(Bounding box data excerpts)
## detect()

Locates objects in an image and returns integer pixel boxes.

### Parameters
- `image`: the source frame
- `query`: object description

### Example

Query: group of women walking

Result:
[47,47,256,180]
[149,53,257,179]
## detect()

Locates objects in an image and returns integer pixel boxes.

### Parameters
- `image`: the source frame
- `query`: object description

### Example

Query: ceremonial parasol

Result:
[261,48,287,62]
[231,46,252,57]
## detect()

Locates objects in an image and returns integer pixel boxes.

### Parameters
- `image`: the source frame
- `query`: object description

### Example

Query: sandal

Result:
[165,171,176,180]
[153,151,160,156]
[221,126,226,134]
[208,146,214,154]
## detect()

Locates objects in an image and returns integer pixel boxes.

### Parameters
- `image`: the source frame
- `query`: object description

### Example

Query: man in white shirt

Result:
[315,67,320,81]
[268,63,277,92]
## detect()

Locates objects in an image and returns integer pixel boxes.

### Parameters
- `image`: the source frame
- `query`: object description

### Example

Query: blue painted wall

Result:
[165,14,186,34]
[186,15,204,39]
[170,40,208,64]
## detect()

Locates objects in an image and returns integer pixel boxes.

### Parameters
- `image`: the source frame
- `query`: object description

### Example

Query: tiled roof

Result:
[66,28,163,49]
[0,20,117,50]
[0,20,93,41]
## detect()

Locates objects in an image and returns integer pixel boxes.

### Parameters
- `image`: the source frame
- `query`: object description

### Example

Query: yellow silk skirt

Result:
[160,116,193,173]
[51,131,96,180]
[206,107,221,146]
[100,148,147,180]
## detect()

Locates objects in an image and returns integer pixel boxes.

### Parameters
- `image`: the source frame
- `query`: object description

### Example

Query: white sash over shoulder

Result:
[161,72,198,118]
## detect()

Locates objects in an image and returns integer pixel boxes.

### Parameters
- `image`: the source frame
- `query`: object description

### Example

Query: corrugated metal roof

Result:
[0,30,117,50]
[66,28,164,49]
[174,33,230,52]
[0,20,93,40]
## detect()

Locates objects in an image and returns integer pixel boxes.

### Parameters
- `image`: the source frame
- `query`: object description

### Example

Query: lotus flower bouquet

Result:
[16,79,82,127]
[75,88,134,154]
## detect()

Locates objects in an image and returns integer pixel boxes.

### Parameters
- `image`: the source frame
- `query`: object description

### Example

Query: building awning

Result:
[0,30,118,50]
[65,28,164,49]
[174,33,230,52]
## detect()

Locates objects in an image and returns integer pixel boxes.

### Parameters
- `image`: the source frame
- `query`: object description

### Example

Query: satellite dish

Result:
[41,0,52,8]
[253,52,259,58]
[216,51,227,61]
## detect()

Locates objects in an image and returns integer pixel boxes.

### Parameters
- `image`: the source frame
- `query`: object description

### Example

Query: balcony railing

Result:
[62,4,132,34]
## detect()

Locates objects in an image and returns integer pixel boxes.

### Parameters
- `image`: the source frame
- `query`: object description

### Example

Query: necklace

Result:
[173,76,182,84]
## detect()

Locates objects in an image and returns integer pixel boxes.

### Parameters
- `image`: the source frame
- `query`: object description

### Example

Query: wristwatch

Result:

### THE PROBLEM
Please pick out each line of the records above that contains the word "roof" and copy those lines.

### EXERCISE RESULT
Query: tiled roof
Query: corrugated metal roof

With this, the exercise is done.